## GIVEN EXERCISE
Update the items from the line containing "[outline] undermount sink" through the end of the items: copy those lines again with "drawer pull handle" changed to "cabinet door handle" and nothing else altered.

## RECORDS
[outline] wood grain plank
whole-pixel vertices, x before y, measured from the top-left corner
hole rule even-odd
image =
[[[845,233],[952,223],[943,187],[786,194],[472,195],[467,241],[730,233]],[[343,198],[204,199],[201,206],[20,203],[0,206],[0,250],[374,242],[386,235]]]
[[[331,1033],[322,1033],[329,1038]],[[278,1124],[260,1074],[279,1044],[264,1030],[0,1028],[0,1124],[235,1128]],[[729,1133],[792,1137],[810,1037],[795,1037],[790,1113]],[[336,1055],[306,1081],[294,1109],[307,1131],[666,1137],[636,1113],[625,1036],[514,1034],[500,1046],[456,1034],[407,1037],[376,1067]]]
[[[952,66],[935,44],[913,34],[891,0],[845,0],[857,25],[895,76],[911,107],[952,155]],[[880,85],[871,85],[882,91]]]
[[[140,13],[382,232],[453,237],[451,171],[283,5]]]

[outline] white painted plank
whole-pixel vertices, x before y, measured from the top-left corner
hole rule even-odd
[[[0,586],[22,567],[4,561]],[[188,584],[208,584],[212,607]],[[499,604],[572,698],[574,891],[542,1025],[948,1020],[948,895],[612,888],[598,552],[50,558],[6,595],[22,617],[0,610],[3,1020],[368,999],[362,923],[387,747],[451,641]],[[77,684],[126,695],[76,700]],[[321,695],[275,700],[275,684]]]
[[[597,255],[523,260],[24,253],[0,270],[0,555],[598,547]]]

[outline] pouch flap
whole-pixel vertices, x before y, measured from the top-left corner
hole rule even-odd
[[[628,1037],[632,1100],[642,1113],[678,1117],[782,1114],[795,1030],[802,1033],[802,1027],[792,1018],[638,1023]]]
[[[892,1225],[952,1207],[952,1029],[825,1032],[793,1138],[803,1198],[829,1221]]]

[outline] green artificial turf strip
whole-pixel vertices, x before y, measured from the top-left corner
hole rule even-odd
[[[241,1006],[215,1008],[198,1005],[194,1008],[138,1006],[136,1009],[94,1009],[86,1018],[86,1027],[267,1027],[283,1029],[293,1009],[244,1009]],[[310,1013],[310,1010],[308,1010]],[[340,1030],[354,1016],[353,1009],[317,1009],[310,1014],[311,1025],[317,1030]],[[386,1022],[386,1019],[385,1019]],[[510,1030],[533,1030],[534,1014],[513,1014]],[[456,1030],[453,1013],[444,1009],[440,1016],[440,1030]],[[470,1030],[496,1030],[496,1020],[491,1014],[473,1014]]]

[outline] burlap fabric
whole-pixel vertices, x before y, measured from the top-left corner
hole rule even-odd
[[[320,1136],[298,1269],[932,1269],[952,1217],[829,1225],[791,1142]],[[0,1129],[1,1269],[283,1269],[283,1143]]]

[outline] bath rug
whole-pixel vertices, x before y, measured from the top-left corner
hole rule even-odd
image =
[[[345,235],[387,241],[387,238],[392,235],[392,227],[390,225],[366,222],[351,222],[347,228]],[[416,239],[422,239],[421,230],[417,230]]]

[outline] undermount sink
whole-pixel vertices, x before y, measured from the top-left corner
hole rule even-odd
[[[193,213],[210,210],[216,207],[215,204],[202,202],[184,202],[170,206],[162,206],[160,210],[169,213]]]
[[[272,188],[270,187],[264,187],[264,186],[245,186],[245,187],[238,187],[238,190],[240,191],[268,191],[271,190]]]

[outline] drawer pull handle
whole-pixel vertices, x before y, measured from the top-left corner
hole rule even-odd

## TASK RESPONSE
[outline] undermount sink
whole-pixel vertices, x before y, measured from the top-left corner
hole rule even-odd
[[[193,213],[210,210],[216,207],[215,204],[202,202],[184,202],[170,206],[162,206],[160,210],[169,213]]]
[[[272,188],[270,187],[264,187],[264,186],[245,186],[245,187],[238,187],[238,190],[240,191],[268,191],[271,190]]]

[outline] cabinet door handle
whole-pixel vertices, x before y, measured from the top-left corner
hole rule even-odd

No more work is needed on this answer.